## Provided material
================================

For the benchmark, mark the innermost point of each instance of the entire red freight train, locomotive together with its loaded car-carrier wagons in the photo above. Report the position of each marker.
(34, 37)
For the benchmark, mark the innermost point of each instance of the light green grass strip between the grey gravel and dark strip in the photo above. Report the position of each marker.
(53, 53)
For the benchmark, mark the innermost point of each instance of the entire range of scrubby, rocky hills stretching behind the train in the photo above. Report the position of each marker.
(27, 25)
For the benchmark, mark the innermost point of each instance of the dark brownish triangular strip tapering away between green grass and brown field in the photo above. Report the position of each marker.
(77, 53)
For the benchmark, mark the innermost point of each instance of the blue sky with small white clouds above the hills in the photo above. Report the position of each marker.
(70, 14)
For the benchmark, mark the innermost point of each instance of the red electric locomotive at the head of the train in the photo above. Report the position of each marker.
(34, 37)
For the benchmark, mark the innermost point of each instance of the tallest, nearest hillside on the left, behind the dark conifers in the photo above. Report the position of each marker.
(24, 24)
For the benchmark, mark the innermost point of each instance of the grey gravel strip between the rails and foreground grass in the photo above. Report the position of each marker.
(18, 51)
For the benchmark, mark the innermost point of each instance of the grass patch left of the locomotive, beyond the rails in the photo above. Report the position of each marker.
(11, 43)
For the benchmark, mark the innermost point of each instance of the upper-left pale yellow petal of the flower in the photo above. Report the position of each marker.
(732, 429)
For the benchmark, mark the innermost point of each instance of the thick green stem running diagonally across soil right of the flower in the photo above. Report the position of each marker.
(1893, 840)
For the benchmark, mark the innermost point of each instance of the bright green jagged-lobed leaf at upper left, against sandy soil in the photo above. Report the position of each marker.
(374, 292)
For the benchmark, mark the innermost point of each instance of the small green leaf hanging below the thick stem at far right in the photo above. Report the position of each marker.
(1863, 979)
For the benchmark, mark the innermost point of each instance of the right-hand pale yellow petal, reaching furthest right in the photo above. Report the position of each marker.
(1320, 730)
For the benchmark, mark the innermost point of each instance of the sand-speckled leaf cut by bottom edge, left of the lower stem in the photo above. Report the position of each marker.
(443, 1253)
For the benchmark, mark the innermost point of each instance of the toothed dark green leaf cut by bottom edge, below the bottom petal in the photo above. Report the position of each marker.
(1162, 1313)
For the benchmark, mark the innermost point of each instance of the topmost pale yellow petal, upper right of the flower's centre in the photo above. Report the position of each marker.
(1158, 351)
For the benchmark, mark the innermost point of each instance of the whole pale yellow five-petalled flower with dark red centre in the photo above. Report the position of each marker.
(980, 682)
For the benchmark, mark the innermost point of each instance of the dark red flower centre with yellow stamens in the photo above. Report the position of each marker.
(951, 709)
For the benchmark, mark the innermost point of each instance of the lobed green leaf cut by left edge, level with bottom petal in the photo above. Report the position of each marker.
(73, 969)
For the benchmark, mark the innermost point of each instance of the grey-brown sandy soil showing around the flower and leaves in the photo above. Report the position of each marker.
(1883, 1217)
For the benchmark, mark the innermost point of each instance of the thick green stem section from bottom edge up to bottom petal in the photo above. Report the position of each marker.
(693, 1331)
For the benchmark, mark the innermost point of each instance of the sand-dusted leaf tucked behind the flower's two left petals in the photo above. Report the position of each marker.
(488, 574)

================================

## Directions
After reading the listing, copy all of it out exactly.

## Output of the exercise
For the benchmark, mark the innermost point of each instance of the entire red freight train, locomotive together with its loaded car-carrier wagons in the photo above. Report the position of each marker.
(34, 37)
For the benchmark, mark the innermost point of each instance of the light green grass strip between the grey gravel and dark strip in the photo above. Report the position of each marker.
(53, 53)
For the benchmark, mark the innermost point of each instance of the entire range of scrubby, rocky hills stretching behind the train in the photo above. Report the position of each marker.
(27, 25)
For the benchmark, mark the innermost point of each instance of the dark brownish triangular strip tapering away between green grass and brown field in the photo above. Report the position of each marker.
(77, 53)
For the benchmark, mark the innermost point of each instance of the blue sky with small white clouds above the hills in the photo above. Report the position of each marker.
(70, 14)
For the benchmark, mark the innermost point of each instance of the red electric locomotive at the head of the train in the photo above. Report the position of each marker.
(34, 37)
For the benchmark, mark the innermost point of each instance of the tallest, nearest hillside on the left, behind the dark conifers in the photo above. Report the position of each marker.
(24, 24)
For the benchmark, mark the innermost point of each instance of the grey gravel strip between the rails and foreground grass in the photo above. Report the position of each marker.
(18, 51)
For the benchmark, mark the innermost point of each instance of the grass patch left of the locomotive, beyond the rails in the photo above. Report the position of each marker.
(11, 43)
For the benchmark, mark the innermost point of each instance of the upper-left pale yellow petal of the flower in the photo above. Report the position of each marker.
(732, 429)
For the benchmark, mark the innermost point of each instance of the thick green stem running diagonally across soil right of the flower in the photo above. Report the position of each marker.
(1893, 840)
For the benchmark, mark the innermost point of each instance of the bright green jagged-lobed leaf at upper left, against sandy soil in the photo above. Report the position of each marker.
(374, 292)
For the benchmark, mark the innermost point of each instance of the small green leaf hanging below the thick stem at far right in the photo above. Report the position of each marker.
(1863, 979)
For the benchmark, mark the innermost point of each instance of the right-hand pale yellow petal, reaching furthest right in the photo above. Report the position of each marker.
(1320, 730)
For the benchmark, mark the innermost point of each instance of the sand-speckled leaf cut by bottom edge, left of the lower stem in the photo above. Report the position of each marker.
(443, 1253)
For the benchmark, mark the innermost point of each instance of the toothed dark green leaf cut by bottom edge, below the bottom petal in the photo above. Report the position of each marker.
(1162, 1313)
For the benchmark, mark the innermost point of each instance of the topmost pale yellow petal, upper right of the flower's centre in the photo above. Report the position of each marker.
(1158, 351)
For the benchmark, mark the innermost point of each instance of the whole pale yellow five-petalled flower with dark red centre in the photo above. Report the position of each marker.
(980, 682)
For the benchmark, mark the innermost point of each instance of the dark red flower centre with yellow stamens in the photo above. Report the position of each marker.
(951, 709)
For the benchmark, mark the innermost point of each instance of the lobed green leaf cut by left edge, level with bottom petal in the photo above. Report the position of each marker.
(73, 969)
For the benchmark, mark the innermost point of each instance of the grey-brown sandy soil showing around the flower and leaves in the photo above. Report the position of each marker.
(1883, 1217)
For the benchmark, mark the innermost point of each instance of the thick green stem section from bottom edge up to bottom petal in the photo above. Report the position of each marker.
(693, 1331)
For the benchmark, mark the innermost point of each instance of the sand-dusted leaf tucked behind the flower's two left petals in the photo above. Report the position of each marker.
(488, 574)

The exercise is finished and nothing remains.